→ Provided data:

#####

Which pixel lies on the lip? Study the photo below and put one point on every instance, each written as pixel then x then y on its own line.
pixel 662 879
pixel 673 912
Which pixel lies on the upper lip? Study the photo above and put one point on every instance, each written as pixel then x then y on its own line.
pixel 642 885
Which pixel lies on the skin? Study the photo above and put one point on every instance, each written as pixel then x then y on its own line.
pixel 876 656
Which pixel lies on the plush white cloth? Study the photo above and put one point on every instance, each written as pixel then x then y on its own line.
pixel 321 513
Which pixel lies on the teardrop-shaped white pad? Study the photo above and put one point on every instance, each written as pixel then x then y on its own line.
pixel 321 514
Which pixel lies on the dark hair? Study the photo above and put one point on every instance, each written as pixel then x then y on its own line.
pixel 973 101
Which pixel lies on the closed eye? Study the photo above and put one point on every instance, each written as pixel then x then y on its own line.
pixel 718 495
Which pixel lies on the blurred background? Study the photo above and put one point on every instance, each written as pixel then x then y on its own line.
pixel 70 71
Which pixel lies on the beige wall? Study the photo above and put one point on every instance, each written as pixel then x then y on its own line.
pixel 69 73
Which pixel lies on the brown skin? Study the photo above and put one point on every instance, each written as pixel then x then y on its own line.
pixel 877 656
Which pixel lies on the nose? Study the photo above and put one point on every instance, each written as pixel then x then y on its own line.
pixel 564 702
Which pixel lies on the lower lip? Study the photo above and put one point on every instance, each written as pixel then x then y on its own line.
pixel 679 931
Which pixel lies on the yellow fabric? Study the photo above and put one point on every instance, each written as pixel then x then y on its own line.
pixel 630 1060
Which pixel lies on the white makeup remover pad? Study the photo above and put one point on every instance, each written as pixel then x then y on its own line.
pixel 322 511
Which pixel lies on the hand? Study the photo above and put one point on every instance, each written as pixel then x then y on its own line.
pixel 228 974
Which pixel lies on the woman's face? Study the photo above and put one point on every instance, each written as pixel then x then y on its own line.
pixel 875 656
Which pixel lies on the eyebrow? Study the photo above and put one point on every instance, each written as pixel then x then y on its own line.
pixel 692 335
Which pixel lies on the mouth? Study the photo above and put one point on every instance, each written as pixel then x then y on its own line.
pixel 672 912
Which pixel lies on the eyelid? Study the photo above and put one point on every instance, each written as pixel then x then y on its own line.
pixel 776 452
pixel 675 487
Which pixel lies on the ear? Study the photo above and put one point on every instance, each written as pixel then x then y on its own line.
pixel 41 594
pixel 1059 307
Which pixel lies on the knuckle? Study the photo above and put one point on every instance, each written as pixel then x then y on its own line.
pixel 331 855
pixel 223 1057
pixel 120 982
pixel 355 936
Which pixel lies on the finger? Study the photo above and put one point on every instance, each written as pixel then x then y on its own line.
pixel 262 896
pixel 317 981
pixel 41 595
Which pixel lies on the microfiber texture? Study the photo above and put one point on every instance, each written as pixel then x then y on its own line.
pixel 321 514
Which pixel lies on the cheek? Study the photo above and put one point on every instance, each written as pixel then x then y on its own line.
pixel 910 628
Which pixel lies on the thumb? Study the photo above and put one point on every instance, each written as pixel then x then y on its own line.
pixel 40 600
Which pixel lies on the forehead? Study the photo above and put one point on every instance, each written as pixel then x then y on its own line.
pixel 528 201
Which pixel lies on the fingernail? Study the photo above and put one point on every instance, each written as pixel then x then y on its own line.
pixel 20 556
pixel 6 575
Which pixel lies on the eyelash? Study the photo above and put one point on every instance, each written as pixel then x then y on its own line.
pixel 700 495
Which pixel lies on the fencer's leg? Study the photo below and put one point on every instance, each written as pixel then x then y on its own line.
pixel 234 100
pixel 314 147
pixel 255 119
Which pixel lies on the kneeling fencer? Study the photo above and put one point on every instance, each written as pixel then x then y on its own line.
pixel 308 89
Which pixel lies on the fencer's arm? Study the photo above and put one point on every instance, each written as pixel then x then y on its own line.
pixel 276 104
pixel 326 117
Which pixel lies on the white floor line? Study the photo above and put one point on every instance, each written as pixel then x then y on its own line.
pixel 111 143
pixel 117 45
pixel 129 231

#####

→ Directions for this task:
Give the lines above as a JSON list of strings, one string per line, leaving out blank lines.

→ Response for this exercise:
[
  "Which pixel lies on the lip? Study the photo below and put one point on every instance, each written as pixel then x then y on its own line.",
  "pixel 662 879",
  "pixel 673 912",
  "Which pixel lies on the upper lip? Study the photo above and put one point on every instance, each written as pixel then x then y on its own line.",
  "pixel 642 885",
  "Which pixel lies on the skin? Study the photo above and put one point on every instance, each written as pixel then x then y on its own line.",
  "pixel 876 656",
  "Which pixel lies on the plush white cloth? Study the photo above and put one point on every instance, each written as pixel then x then y on its own line.",
  "pixel 321 513",
  "Which pixel lies on the teardrop-shaped white pad? Study the photo above and put one point on every instance, each written as pixel then x then y on its own line.",
  "pixel 321 514",
  "Which pixel lies on the dark hair? Study the photo above and put one point on every instance, each written as pixel then x then y on its own line.",
  "pixel 973 101",
  "Which pixel lies on the closed eye? Study the photo above and put one point on every instance, each written as pixel then x then y on its own line.",
  "pixel 718 495",
  "Which pixel lies on the blurred background? Study the photo above and put one point on every instance, each written as pixel then x then y on its own line.",
  "pixel 70 71",
  "Which pixel lies on the beige wall? Study the photo above and put one point on every instance, each written as pixel then x then y on its own line.",
  "pixel 69 73",
  "Which pixel lies on the brown skin? Study the photo above and put one point on every instance, each written as pixel then x then y on its own line.",
  "pixel 877 656",
  "Which pixel lies on the nose? Study the photo above and put one point on every instance, each written as pixel then x then y on its own line.",
  "pixel 564 702",
  "Which pixel lies on the lower lip? Study the photo above and put one point on every instance, each written as pixel then x then y on its own line.",
  "pixel 679 931",
  "Which pixel lies on the yellow fabric? Study the photo above and put one point on every instance, each written as pixel then x then y on its own line.",
  "pixel 630 1060",
  "Which pixel lies on the white makeup remover pad? Study the photo above and put one point on every instance, each written as pixel then x then y on its own line.",
  "pixel 322 511",
  "Which pixel lies on the hand? Study the photo above and put one point on every instance, each written as pixel then x then y on its own line.",
  "pixel 228 974",
  "Which pixel lies on the woman's face? Study the photo above and put one point on every instance, each written as pixel then x then y on its own line.",
  "pixel 875 656",
  "Which pixel lies on the eyebrow? Study the photo above and put one point on every instance, each written as pixel then x then y on its own line.",
  "pixel 692 335",
  "Which pixel lies on the mouth? Study the photo above and put one point on every instance, each written as pixel then x then y on its own line.",
  "pixel 672 912",
  "Which pixel lies on the eyelid? Study the photo above and put one point on every instance, each written as pixel then x then y on its own line.",
  "pixel 776 452",
  "pixel 675 487",
  "Which pixel lies on the ear? Study the photo above and put one point on every instance, each written as pixel then x then y on its own line.",
  "pixel 41 594",
  "pixel 1059 307",
  "Which pixel lies on the knuckle? Study the photo above and put one point on every instance, each written as pixel then x then y on its own line.",
  "pixel 331 855",
  "pixel 223 1057",
  "pixel 120 982",
  "pixel 355 936",
  "Which pixel lies on the finger? Study the photo above and put one point on every instance, each written as pixel then x then y on its own line.",
  "pixel 262 896",
  "pixel 317 981",
  "pixel 41 595",
  "Which pixel lies on the microfiber texture? Study the photo above and put one point on every instance, each written as pixel then x then y on its own line.",
  "pixel 321 514",
  "Which pixel lies on the cheek? Study the photo above and put one point on every instance, each written as pixel then x then y on its own line.",
  "pixel 910 628",
  "Which pixel lies on the thumb? Study the photo above and put one point on every instance, each written as pixel then x then y on its own line.",
  "pixel 40 600",
  "Which pixel lies on the forehead? Study the photo above and put one point on every instance, each written as pixel then x then y on its own line.",
  "pixel 528 201",
  "Which pixel lies on the fingernail? Study the photo above and put one point on every instance, each written as pixel then x then y on its own line.",
  "pixel 20 556",
  "pixel 6 575",
  "Which pixel lies on the eyelash? Study the photo above and put one point on every instance, each written as pixel then x then y on its own line.",
  "pixel 700 495",
  "Which pixel lies on the fencer's leg? Study the photo below and put one point on every instance, each written as pixel then x then y on its own line.",
  "pixel 234 100",
  "pixel 314 147",
  "pixel 255 119",
  "Which pixel lies on the kneeling fencer? Study the photo above and put one point on every instance, each written as pixel then x then y on its own line.",
  "pixel 308 89",
  "Which pixel lies on the fencer's arm? Study the photo above and put one point on every instance, each written as pixel then x then y on its own line.",
  "pixel 276 104",
  "pixel 326 117",
  "Which pixel lies on the white floor line? Study the photo above and put one point on every instance, each written as pixel then x then y on its own line.",
  "pixel 111 143",
  "pixel 117 45",
  "pixel 129 231"
]